### AUFGABE
Kannst du aus dem Text zum Brüsseler Gipfel-Marathon den Abschnitt wortgetreu abschreiben, der mit den Worten „Gipfel-Marathon“ beginnt und mit „besteht jedoch Uneinigkeit.“ endet?

### TEXT ZUR ANALYSE
........

Gipfel-Marathon
Lösungen gesucht, aber Uneinigkeit bei Gas-Boykott
US-Präsident Joe Biden ist für drei Gipfeltreffen nach Brüssel gereist. Angesichts des russischen Angriffs auf die Ukraine rückt der Westen näher zusammen. In der Frage eines Gas-Boykotts besteht jedoch Uneinigkeit.
Schon mehrmals hat der ukrainische Präsident Wolodymyr Selenskyj, der für eine Rede zugeschaltet war, von Europa ein komplettes Öl- und Gasembargo gegen Russland gefordert. Vor dem Gipfel der EU-Staats- und Regierungschefs verlangte der lettische Premier Krisjanis Karins genau dies. „Es ist nur Geld. Wenn du noch lebst und deine Infrastruktur in Ordnung ist, kannst du das Geld wieder verdienen“, so Karins.

........

### BEREITGESTELLTE EINTRÄGE
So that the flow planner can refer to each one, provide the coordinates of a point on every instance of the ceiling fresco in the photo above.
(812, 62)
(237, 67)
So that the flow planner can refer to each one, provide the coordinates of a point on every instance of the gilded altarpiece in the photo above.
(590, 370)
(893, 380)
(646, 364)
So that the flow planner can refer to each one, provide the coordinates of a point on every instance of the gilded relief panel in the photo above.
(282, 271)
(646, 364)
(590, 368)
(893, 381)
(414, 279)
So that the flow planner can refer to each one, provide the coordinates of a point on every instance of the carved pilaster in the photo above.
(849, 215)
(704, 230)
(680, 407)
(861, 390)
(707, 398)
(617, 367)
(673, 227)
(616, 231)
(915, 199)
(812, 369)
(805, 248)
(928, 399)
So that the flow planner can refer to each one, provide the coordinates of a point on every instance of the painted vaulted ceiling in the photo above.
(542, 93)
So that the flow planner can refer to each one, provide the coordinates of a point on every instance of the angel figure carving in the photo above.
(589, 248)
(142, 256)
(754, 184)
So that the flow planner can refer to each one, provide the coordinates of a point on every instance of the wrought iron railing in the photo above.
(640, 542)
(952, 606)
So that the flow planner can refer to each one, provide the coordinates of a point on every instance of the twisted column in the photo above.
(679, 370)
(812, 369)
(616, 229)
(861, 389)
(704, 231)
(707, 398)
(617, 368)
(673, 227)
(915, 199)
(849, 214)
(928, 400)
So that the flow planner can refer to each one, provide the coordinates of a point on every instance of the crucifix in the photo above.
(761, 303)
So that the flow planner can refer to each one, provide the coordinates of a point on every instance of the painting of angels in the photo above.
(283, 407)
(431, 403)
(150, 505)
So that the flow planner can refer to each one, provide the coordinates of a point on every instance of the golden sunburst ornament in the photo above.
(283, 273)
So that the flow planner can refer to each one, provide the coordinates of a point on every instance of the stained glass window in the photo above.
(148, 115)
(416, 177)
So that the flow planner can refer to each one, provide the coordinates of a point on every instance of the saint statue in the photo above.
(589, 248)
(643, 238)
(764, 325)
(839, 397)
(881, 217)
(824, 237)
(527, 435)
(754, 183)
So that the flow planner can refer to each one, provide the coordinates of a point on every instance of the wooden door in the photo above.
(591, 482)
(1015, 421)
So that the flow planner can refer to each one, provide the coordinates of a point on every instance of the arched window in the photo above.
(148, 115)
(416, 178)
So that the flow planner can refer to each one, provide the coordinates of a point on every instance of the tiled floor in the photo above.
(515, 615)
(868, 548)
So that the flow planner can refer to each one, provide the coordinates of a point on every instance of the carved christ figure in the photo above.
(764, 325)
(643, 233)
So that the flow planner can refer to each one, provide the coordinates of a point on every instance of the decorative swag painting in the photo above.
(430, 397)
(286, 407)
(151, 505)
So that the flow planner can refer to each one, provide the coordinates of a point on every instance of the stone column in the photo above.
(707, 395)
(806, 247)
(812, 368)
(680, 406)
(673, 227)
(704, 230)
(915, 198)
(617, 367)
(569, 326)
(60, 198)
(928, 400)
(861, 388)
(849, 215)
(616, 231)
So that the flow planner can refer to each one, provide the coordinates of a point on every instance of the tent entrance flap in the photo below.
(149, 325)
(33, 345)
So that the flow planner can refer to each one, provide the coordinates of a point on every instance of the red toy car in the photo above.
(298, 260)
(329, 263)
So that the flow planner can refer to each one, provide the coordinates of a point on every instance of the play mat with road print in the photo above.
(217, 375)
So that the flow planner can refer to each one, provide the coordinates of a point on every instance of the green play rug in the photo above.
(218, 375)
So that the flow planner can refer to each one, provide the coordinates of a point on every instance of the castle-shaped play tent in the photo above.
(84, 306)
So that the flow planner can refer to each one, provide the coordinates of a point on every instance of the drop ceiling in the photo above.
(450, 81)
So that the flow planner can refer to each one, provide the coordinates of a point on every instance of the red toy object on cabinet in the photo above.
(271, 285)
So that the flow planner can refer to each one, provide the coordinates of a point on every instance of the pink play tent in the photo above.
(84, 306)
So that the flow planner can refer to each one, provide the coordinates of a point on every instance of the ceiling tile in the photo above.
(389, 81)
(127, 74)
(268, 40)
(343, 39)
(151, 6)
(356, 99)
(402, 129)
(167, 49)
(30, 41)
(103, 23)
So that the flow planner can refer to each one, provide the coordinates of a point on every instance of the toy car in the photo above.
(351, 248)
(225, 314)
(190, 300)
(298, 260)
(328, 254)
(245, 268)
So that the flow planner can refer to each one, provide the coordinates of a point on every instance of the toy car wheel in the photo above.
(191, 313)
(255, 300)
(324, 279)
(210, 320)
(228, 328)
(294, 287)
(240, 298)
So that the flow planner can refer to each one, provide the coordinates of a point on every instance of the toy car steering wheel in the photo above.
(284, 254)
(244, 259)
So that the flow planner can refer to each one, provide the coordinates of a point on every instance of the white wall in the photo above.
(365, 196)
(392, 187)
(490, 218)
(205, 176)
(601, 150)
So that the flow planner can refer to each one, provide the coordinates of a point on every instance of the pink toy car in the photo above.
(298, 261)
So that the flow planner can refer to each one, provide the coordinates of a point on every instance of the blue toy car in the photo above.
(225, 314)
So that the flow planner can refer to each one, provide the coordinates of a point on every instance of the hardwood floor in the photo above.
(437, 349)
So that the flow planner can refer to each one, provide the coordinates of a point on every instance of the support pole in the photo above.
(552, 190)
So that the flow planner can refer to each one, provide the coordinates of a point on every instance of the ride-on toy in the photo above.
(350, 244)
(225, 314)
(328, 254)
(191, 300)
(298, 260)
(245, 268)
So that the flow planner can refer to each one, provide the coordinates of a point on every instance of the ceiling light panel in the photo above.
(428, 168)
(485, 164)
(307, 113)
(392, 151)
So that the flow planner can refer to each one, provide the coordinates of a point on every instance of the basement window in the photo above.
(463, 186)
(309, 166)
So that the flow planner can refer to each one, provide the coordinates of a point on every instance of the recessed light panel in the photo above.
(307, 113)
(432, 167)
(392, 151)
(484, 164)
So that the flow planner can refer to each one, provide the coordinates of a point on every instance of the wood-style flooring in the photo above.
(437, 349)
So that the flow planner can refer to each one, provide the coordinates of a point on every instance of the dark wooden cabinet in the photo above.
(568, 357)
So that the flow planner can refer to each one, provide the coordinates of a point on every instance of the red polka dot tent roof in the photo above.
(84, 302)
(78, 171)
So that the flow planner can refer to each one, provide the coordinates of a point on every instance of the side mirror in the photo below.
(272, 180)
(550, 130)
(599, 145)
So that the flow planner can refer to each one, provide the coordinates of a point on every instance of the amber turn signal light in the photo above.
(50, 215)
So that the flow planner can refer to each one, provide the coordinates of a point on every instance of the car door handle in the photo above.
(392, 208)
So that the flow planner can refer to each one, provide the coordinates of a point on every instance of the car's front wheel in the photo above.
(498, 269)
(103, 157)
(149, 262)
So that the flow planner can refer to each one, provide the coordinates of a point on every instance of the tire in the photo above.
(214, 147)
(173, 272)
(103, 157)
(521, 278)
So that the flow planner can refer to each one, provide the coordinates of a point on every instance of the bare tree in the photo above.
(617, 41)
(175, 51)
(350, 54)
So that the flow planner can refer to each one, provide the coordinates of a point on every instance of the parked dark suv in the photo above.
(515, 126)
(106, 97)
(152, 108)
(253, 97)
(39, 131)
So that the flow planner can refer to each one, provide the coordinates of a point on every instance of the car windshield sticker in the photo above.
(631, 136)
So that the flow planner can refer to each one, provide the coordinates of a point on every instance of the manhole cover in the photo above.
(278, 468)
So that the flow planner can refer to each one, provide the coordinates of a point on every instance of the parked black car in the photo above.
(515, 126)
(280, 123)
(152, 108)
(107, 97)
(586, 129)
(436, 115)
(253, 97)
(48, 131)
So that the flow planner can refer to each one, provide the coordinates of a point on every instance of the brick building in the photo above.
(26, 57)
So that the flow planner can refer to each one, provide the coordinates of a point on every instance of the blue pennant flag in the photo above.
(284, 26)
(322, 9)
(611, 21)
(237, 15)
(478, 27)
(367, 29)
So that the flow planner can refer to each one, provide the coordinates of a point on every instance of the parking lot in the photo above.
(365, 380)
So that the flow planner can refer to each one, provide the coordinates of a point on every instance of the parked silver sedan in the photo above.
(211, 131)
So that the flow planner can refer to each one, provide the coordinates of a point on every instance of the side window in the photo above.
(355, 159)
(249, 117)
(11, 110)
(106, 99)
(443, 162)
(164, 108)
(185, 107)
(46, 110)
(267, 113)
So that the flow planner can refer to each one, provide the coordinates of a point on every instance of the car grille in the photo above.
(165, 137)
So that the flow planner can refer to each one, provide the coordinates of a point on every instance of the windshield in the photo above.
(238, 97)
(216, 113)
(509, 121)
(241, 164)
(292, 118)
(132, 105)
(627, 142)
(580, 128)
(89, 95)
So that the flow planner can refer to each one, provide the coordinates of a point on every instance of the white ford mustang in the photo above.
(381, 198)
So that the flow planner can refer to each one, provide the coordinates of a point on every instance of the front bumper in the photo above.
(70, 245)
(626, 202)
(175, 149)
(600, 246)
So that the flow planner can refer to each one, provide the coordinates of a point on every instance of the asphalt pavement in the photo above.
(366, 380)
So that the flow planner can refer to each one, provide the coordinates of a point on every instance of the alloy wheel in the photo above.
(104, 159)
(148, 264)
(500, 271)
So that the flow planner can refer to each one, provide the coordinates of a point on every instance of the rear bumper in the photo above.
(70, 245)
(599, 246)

........

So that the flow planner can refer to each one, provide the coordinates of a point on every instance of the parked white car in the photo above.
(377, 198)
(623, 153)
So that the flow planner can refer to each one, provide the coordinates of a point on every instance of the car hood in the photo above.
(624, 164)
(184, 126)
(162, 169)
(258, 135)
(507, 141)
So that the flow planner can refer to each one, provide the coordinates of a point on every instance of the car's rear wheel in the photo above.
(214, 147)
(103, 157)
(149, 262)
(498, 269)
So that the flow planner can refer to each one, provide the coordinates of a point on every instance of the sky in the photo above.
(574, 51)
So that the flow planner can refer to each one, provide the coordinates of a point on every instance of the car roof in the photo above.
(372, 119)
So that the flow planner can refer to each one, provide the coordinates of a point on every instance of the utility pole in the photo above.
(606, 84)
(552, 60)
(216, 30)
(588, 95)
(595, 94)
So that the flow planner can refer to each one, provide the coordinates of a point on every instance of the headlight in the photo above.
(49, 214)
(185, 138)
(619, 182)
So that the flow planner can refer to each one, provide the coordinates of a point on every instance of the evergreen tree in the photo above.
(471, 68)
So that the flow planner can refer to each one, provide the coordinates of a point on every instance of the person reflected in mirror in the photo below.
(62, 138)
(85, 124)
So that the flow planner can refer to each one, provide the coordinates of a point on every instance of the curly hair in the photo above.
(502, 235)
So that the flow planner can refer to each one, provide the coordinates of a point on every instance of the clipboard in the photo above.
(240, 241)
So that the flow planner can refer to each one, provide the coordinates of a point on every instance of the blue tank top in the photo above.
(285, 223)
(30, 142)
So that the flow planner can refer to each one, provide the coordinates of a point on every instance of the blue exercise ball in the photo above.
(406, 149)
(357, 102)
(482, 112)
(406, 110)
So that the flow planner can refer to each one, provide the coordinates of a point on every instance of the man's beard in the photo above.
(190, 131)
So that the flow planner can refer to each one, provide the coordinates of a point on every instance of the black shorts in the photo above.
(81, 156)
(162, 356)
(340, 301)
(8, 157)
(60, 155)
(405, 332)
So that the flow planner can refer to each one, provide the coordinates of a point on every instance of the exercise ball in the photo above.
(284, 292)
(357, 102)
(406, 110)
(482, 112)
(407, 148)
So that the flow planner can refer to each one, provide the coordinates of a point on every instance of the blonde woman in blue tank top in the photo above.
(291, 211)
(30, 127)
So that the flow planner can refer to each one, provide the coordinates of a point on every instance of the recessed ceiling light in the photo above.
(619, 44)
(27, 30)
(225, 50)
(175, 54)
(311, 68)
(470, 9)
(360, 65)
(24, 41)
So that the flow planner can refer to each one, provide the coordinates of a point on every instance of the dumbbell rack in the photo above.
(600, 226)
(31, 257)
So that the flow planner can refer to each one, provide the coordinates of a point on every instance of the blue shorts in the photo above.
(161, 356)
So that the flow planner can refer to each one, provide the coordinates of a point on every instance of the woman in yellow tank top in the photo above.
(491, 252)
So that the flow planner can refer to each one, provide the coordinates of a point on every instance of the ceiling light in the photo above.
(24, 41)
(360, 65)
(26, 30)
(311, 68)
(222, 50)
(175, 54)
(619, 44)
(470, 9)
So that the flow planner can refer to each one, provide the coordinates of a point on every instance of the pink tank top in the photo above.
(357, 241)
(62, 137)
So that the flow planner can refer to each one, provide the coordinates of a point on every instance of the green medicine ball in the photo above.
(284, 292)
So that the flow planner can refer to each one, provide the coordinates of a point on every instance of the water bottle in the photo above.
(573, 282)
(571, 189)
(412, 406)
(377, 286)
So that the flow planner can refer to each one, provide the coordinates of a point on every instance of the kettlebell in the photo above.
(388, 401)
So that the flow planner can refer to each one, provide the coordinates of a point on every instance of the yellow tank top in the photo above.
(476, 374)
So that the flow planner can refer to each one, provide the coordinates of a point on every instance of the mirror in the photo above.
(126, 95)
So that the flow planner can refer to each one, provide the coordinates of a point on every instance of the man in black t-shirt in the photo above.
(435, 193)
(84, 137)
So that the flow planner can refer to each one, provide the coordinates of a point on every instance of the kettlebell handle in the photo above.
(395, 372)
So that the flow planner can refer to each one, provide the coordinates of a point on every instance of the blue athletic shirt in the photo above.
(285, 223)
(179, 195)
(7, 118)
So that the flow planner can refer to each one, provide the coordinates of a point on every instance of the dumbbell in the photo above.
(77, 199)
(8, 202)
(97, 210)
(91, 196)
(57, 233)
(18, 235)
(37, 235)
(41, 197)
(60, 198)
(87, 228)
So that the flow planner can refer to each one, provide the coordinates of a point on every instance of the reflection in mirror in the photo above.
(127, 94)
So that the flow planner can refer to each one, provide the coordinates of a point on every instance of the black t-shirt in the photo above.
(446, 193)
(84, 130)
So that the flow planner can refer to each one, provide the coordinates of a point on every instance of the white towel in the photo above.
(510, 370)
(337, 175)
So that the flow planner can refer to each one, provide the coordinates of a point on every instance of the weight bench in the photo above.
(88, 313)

........

### ERGEBNIS DER ÜBUNG
Gipfel-Marathon
Lösungen gesucht, aber Uneinigkeit bei Gas-Boykott
US-Präsident Joe Biden ist für drei Gipfeltreffen nach Brüssel gereist. Angesichts des russischen Angriffs auf die Ukraine rückt der Westen näher zusammen. In der Frage eines Gas-Boykotts besteht jedoch Uneinigkeit.